>> Begin Data to process

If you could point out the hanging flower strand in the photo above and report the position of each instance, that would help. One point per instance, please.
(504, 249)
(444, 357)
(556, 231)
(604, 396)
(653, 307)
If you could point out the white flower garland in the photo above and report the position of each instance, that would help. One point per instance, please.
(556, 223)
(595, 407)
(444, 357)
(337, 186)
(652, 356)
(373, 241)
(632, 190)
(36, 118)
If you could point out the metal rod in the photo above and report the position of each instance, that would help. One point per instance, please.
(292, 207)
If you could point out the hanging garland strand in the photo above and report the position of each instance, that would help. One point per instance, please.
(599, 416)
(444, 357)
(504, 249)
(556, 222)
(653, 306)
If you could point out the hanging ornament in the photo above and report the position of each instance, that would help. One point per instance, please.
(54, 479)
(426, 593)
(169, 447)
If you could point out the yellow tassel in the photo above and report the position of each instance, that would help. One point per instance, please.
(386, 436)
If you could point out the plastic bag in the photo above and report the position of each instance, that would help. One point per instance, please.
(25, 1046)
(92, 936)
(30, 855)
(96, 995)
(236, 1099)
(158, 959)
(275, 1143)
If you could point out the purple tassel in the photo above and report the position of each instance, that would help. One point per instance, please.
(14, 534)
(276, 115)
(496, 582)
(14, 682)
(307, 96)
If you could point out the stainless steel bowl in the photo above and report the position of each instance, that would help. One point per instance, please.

>> End Data to process

Problem to solve: Copy out every line of the items above word for word, keeping each set of coordinates under its line.

Reply to the task:
If you could point out the hanging flower strand in the photo above and report the position of each instance, that would help. One point per instance, please.
(504, 249)
(444, 357)
(556, 231)
(604, 396)
(653, 307)
If you could point out the white flower garland in the photo above and report the position of each instance, that would help. One point per instance, please.
(556, 223)
(595, 407)
(444, 357)
(337, 186)
(652, 356)
(373, 241)
(632, 190)
(36, 118)
If you could point out the metal rod in the photo above and report the position of each instance, that would help. One point per instance, please.
(292, 207)
If you could point out the hanging garland strand in the photo above and report the position of each instance, that would help. One point per instance, please.
(599, 416)
(444, 357)
(504, 249)
(556, 222)
(653, 306)
If you could point out the hanging ornament in the photo above and report the position of each instance, that would help. One point per instance, please.
(54, 479)
(426, 593)
(169, 447)
If you could point out the yellow tassel in the photo above and report the position of each instance, that would help. One point per instance, please.
(386, 436)
If you could point out the plastic bag in the photo above and report the position of each instance, that would help. One point per instance, please.
(25, 1046)
(92, 936)
(30, 855)
(96, 995)
(236, 1099)
(158, 959)
(275, 1143)
If you could point out the purple tassel in the photo above and report the position of each instance, that would help. One point per instance, please.
(14, 534)
(276, 115)
(496, 582)
(14, 682)
(307, 96)
If you could point out the stainless steel bowl in the photo above and report the position of each instance, that would help. One point per instance, please.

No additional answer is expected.